Overview: Crosschain DeFi
Last updated
Last updated
Wanchain is quite fond of using the metaphor of Wide Area Networks vs Local Area Networks (“WAN vs LAN”), to describe the incredible potential which will be unleashed when the crypto industry’s currently mostly isolated blockchains and their assets finally become connected. In the early days of the internet, knowledge was siloed in local university and library LAN networks. The advent of WAN, which connected all of those local networks in order to form the incredible network of knowledge and data which is the internet as everyone knows it today, unleashed an incredible torrent of creativity, new businesses, new financial opportunities, even entirely new cultures and ways of life. It is in fact from this metaphor that Wanchain takes its name — WAN+chain.
Wanchain’s goal is to unleash the incredible power of connectivity by building the infrastructure for the universal connection of all blockchains and their assets. What WAN networks did for data and knowledge, Wanchain predicts their cross-chain infrastructure will do for decentralized financial applications (DeFi).
For the past several years Wanchain has been building the infrastructure to power cross-chain DeFi use cases in a decentralized and trustless way. Their ultimate goal is not ONLY to connect various blockchains and digital assets together, but also to connect the world of decentralized finance together with traditional finance and assets. This new world where value flows freely from blockchain to blockchain, and between DeFi and traditional ecosystems, and where trustless applications can be built to take advantage of all this different interoperable value, Wanchain believes will be just as revolutionary a step forward as the introduction of the global Internet.
As unglamorous and dry as rules and standards may seem at first, there is a certain magic to them which gives them great transformative power. There have been countless examples of the power of standardization over and over through history.

Tasks to carry out:
A. Rewrite the passage of the Wanchain overview that begins at the words "Overview: Crosschain DeFi" and stops after "name — WAN+chain.", swapping "metaphor" for "analogy".
B. Translate this sentence from the Wanchain overview into Spanish: "It is in fact from this metaphor that Wanchain takes its name — WAN+chain."
C. Answer these questions using the Wanchain overview.
(i) In the early days of the internet, where was knowledge siloed?
(ii) What does Wanchain predict its cross-chain infrastructure will do for decentralized financial applications?
(iii) Besides various blockchains and digital assets, what does Wanchain ultimately aim to connect?
The rows after this point play no part in the work.

Entries supplied:
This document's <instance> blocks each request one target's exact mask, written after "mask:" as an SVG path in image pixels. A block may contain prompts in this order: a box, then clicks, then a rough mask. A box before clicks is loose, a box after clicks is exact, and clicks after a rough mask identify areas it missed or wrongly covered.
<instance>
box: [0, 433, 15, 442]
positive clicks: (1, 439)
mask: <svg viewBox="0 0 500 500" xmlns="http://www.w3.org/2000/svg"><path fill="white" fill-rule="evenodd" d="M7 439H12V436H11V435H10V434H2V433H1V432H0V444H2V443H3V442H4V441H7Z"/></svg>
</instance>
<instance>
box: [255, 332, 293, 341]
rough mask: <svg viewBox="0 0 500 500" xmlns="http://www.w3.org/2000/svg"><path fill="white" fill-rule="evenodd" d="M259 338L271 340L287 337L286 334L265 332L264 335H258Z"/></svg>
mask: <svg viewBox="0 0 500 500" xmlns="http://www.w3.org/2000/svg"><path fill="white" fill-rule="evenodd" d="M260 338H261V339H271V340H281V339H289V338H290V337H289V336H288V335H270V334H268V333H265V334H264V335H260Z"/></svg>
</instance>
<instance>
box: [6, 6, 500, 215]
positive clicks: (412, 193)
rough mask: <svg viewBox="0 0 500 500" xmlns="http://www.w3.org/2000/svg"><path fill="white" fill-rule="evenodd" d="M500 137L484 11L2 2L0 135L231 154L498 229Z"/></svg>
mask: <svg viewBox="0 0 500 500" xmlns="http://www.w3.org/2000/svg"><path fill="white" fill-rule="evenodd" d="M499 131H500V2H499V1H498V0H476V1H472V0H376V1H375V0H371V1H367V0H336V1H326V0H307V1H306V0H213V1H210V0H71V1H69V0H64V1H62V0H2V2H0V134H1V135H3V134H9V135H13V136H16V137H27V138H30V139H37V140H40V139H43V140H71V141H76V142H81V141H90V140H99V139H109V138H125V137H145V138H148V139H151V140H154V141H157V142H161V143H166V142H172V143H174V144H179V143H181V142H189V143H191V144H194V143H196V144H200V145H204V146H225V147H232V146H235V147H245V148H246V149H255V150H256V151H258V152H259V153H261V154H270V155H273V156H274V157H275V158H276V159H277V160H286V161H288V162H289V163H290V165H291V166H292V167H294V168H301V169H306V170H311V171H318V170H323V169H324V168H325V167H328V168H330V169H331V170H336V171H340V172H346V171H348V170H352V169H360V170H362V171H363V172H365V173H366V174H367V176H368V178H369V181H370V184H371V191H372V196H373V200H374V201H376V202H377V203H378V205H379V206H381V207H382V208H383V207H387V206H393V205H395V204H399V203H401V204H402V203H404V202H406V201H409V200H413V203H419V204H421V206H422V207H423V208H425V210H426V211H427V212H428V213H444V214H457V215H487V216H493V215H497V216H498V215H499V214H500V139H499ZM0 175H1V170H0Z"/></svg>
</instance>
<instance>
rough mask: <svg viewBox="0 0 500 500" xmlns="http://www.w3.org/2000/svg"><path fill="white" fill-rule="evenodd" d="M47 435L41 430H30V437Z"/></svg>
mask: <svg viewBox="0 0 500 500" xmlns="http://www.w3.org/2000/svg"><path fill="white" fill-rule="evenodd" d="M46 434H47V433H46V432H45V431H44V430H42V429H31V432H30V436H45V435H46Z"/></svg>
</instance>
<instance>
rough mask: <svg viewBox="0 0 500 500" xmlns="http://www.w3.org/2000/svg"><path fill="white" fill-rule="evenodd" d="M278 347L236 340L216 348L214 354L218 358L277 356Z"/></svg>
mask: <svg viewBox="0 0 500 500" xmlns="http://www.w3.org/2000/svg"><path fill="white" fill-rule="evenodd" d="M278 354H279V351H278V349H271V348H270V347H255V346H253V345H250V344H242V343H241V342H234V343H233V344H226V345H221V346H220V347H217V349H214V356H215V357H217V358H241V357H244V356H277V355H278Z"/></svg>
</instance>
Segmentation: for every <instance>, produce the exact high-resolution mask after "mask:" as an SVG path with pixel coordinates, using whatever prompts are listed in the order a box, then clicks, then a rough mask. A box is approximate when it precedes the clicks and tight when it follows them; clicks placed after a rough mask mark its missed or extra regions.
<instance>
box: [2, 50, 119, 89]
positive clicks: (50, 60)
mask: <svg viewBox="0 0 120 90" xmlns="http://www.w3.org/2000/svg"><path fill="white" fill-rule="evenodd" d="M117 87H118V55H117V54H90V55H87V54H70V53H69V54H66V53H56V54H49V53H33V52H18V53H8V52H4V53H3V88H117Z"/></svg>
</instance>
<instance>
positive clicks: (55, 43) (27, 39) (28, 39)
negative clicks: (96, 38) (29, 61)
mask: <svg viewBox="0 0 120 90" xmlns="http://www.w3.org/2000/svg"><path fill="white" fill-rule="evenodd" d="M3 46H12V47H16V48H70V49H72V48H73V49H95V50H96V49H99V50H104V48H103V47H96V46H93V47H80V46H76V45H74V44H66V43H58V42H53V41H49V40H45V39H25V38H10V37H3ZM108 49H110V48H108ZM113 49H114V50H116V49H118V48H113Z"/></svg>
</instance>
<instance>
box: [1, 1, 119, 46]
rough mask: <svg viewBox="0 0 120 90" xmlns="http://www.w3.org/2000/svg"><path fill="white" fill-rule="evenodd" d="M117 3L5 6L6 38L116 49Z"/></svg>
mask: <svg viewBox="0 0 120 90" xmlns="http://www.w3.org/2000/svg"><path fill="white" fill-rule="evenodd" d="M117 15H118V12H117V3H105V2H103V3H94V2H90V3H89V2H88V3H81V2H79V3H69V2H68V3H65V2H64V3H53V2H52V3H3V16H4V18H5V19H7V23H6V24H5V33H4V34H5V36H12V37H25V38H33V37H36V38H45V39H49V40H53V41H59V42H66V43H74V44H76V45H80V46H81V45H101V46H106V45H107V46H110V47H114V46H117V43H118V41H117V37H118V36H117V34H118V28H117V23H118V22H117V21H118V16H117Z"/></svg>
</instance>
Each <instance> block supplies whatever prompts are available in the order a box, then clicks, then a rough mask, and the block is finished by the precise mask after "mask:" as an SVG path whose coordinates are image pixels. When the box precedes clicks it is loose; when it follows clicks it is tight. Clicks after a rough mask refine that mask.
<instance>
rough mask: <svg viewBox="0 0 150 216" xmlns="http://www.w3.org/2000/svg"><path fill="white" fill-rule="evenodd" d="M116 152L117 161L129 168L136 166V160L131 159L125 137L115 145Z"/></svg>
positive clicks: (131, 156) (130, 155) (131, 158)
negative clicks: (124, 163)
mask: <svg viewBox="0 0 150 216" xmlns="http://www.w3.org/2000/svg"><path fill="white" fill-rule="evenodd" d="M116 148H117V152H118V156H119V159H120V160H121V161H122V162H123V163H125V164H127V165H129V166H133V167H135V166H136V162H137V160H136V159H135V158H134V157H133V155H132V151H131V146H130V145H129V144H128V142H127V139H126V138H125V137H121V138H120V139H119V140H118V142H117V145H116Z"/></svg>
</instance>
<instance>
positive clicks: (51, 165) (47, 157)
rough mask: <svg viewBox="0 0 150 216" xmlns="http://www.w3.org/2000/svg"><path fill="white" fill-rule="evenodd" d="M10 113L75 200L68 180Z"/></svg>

Answers by task:
A.
Overview: Crosschain DeFi
Last updated
Last updated
Wanchain is quite fond of using the analogy of Wide Area Networks vs Local Area Networks (“WAN vs LAN”), to describe the incredible potential which will be unleashed when the crypto industry’s currently mostly isolated blockchains and their assets finally become connected. In the early days of the internet, knowledge was siloed in local university and library LAN networks. The advent of WAN, which connected all of those local networks in order to form the incredible network of knowledge and data which is the internet as everyone knows it today, unleashed an incredible torrent of creativity, new businesses, new financial opportunities, even entirely new cultures and ways of life. It is in fact from this analogy that Wanchain takes its name — WAN+chain.

B. De hecho, es de esta metáfora de donde Wanchain toma su nombre — WAN+chain.

C.
(i) In local university and library LAN networks.
(ii) What WAN networks did for data and knowledge.
(iii) The world of decentralized finance with traditional finance and assets.